Fanderl wolle sich bei der nächsten Aufsichtsratssitzung zur Wahl stellen, um den Sanierungsplan für den Handelsriesen Karstadt weiter voranzutreiben. Seit einem Jahr bekleidet der 51-jährige Handelsexperte bei Karstadt das Amt des Aufsichtsratsvorsitzenden und ist mit den Problemen der Warenhäuser somit bestens im Bilde. Als Nachfolger wird sein Aufsichtsratskollege Wolfram Keil gehandelt, berichtet der Spiegel.
Gemeinsam mit Keil soll Fanderl die Leitung der Signa Retail übernehmen. Dort hat der Immobilieninvestor Benko die einstigen Karstadt-Premiumhäuser (The KaDeWe Group) sowie Karstadt-Sport-Geschäfte gebündelt.

_Aufgabenstellung_
**a)** Gib aus dem Text über Karstadt den Abschnitt zwischen „Fanderl wolle sich“ und „berichtet der Spiegel.“ einschließlich wortgetreu wieder.
**b)** Fahre mit dem Text über Karstadt dort fort, wo er endet.

_Gesammelte Dateneinträge_

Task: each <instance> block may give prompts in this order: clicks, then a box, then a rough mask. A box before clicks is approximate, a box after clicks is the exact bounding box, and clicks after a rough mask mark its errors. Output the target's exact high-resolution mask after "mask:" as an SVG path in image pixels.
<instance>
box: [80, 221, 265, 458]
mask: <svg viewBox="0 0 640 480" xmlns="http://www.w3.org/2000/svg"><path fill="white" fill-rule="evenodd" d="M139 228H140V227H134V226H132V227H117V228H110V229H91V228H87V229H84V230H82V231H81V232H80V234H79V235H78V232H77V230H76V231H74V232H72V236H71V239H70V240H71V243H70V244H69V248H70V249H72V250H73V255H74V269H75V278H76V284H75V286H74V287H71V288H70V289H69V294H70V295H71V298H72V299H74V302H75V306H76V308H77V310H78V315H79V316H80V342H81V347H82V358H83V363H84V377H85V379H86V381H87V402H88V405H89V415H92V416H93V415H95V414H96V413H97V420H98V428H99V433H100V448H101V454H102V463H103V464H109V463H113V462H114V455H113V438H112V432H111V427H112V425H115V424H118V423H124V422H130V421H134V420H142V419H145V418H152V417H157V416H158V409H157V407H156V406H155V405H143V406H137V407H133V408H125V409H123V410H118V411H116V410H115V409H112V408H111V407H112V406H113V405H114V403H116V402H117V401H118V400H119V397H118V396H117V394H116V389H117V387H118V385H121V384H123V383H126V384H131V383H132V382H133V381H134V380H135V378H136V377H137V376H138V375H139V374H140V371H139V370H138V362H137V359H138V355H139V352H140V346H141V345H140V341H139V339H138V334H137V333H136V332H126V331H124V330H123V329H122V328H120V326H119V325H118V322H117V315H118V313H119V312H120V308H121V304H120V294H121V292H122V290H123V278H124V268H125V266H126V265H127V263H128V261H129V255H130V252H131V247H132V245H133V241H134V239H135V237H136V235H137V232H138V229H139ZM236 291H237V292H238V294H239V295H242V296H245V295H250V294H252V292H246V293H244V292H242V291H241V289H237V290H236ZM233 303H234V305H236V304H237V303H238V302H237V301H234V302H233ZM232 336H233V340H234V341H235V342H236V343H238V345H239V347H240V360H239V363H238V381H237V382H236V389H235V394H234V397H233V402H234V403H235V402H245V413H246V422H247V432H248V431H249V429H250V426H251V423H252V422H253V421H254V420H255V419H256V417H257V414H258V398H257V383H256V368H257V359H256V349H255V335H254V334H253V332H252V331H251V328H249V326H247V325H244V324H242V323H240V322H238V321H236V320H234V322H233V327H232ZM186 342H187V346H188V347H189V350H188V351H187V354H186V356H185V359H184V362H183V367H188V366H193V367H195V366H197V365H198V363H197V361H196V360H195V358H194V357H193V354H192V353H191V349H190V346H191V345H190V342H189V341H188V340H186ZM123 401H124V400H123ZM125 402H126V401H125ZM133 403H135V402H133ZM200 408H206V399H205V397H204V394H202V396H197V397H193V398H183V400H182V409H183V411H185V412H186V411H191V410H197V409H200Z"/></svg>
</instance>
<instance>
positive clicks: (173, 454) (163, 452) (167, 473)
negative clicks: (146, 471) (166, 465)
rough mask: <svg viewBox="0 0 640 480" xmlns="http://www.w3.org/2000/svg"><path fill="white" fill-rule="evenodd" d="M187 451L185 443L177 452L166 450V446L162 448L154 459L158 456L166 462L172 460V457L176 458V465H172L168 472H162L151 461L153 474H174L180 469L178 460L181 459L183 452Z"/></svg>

_Lösungen zur Übung_
**a)**
Fanderl wolle sich bei der nächsten Aufsichtsratssitzung zur Wahl stellen, um den Sanierungsplan für den Handelsriesen Karstadt weiter voranzutreiben. Seit einem Jahr bekleidet der 51-jährige Handelsexperte bei Karstadt das Amt des Aufsichtsratsvorsitzenden und ist mit den Problemen der Warenhäuser somit bestens im Bilde. Als Nachfolger wird sein Aufsichtsratskollege Wolfram Keil gehandelt, berichtet der Spiegel.

**b)**
Der „Bild am Sonntag“ zufolge solle dem Aufsichtsrat ein 100-seitiges Sanierungskonzept für den Konzern vorgelegt werden, aus dem hervorgehe, dass 23 der 83 Karstadt-Filialen von der Schließung bedroht seien, weil sie rote Zahlen schreiben. Doch viele dieser Standorte sollen eine letzte Chance erhalten. Eigentümer Benko wolle die verbleibenden Karstadt-Häuser in zwei Kategorien einteilen, heißt es in dem Zeitungsbericht weiter. In “Erlebnishäuser” mit Shopping-Entertainment in den größeren Städten und “Kaufhäuser der Stadt” an kleineren Standorten, die den täglichen Einkaufsbedarf abdecken sollten.